Reprenez, s’il vous plaît, le texte ci-dessous sur l’initiative « Pour la protection face à la violence des armes » et poursuivez-le à partir de sa dernière phrase.
··· Extrait fourni ···
L’initiative «Pour la protection face à la violence des armes» promet, dans son intitulé déjà, ce qu’elle ne pourra jamais tenir. Plus que cela: les initiateurs cachent leurs véritables buts derrière des visions apparemment sublimes. Or, la violence, qu’elle vise les autres ou soi-même, est toujours exercé par les hommes eux-mêmes, jamais par les instruments seuls, même s’il s’agit d’armes. Les initiateurs préconisent l’existence d’une relation de cause à effet entre la disponibilité des armes à feu et les suicides ceci pour aboutir – par le biais de leur argument-massue que «si cette mesure sauve une seule vie elle se légitimera» – à la conclusion que nous n’avons qu’à défendre les armes à feu pour vivre dans un monde libre de tout suicide ou de toute action violente. Dans cette perspective, ils citent maintes enquêtes susceptibles de fonder leur point de vue. Une lecture attentive de celles-ci démontre, par contre, exactement le contraire: il n’y a pas de corrélation entre la possession d’armes à feu et le taux des suicides (Martin Kilias).
··· Extrait de données ···
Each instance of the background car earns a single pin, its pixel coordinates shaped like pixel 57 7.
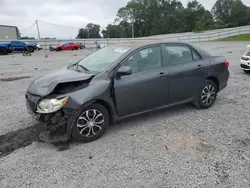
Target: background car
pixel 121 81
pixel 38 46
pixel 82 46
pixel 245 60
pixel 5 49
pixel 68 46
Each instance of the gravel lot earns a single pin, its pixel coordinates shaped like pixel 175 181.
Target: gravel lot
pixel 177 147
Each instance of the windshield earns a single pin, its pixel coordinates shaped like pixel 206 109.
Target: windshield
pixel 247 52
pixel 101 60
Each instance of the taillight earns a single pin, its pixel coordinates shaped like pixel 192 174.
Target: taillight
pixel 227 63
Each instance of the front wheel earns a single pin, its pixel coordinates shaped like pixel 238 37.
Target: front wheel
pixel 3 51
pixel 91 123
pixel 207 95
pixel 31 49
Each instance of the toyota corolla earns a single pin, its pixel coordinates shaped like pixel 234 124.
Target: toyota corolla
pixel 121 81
···
Réponse ci-dessous:
Si l’on compare les chiffres cantonaux disponibles quant à la relation prétendue entre la possession d’armes à feu et le taux de suicides, il saute aux yeux que les cantons à haute densité d’armes montrent, dans leur majorité, un taux réduit de suicides (Ajadacic/Kilias)

Le droit en matière d’armes est déjà suffisamment rigide

Les défenseurs de l’initiative prétendent que l’initiative résoudra le problème de la violence domestique. Voilà des inepties grossières puisque la violence domestique dépend de l’état du couple et non pas de la disponibilité des armes à feu.
Même le Conseil fédéral affirme que, par cette initiative, la sécurité n’augmentera pas, le potentiel menaçant ne diminuera pas et les suicides ne seront pas empêchés. Pourquoi donc les initiateurs affirment-ils délibérément le contraire? Parce que, en réalité, leurs véritables buts sont tout autres: ils œuvrent en vue du désarmement du citoyen et de l’abolition de l’armée.
Seuls ceux qui ont peur du citoyen veulent lui défendre la possession d’une arme à feu, seuls ceux qui se méfient de leur propre armée veulent défendre aux soldat d’avoir son arme chez lui – et ceci précisément à l’adresse des Suisses qui portent la responsabilité de la protection et de la sécurité du pays et de ses habitants. Voilà, pour moi, un affront sans précédent! La Suisse connaît, aujourd’hui déjà, une législation très rigide quant aux armes.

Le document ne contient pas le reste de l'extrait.